__RECORDS TO PROCESS__
┌────────

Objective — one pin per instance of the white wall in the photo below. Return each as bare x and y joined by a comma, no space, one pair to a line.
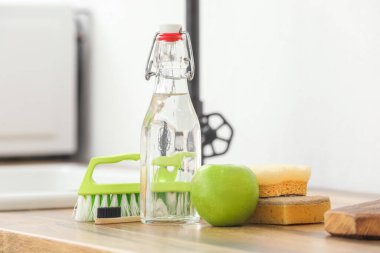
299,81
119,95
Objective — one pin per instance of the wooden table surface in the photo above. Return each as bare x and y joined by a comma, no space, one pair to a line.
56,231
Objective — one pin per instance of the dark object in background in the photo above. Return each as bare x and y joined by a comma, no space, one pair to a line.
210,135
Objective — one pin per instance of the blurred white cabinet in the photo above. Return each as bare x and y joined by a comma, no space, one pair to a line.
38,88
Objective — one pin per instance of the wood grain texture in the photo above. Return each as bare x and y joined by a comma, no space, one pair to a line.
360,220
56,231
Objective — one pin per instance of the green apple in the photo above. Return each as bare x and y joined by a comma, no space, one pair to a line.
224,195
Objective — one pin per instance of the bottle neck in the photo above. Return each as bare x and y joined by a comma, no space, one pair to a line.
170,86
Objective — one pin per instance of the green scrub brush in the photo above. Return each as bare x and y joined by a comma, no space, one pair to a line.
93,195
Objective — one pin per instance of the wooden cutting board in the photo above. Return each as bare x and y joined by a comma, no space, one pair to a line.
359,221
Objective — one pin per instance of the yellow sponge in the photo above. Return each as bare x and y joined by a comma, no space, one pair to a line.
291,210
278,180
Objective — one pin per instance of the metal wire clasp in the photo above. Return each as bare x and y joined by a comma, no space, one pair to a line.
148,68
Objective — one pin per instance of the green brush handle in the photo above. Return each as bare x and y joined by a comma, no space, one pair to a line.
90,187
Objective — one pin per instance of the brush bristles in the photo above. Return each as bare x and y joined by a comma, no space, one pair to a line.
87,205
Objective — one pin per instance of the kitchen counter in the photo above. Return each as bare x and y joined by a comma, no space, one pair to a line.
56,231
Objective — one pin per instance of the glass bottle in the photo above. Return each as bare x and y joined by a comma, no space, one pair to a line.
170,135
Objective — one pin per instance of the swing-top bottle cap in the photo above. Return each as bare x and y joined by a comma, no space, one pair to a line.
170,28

└────────
┌────────

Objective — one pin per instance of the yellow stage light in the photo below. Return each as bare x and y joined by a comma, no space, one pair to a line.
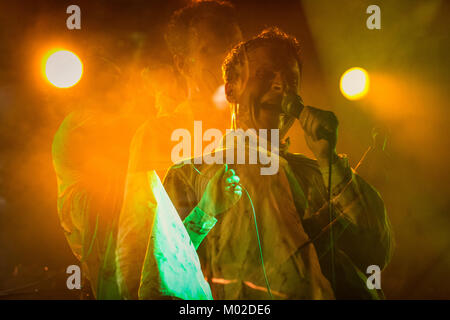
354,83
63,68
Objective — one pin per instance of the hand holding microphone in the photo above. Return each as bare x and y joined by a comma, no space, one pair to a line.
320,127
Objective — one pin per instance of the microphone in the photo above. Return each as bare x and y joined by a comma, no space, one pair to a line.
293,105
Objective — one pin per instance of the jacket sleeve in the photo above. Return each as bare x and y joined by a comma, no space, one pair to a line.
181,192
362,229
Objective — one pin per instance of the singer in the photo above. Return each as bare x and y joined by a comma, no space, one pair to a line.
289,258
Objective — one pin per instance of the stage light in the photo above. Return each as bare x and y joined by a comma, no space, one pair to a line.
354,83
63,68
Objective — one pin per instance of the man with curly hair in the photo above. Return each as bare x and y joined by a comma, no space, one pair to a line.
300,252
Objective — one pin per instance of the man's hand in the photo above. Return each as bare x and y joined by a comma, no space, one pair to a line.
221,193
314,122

└────────

__TASK REQUIREMENTS__
Pick out and copy every line in the listing above that contains the word "below". Case counts.

__REPLY__
Objective — one pin per instance of the white wall in the photo below. Return each as bare x and y joined by a comma, no space, one pair to a line.
Objective — one pin per instance of the yellow stage light in the photo below. Return each as bare x and y joined by a comma, no space, one pair to a line.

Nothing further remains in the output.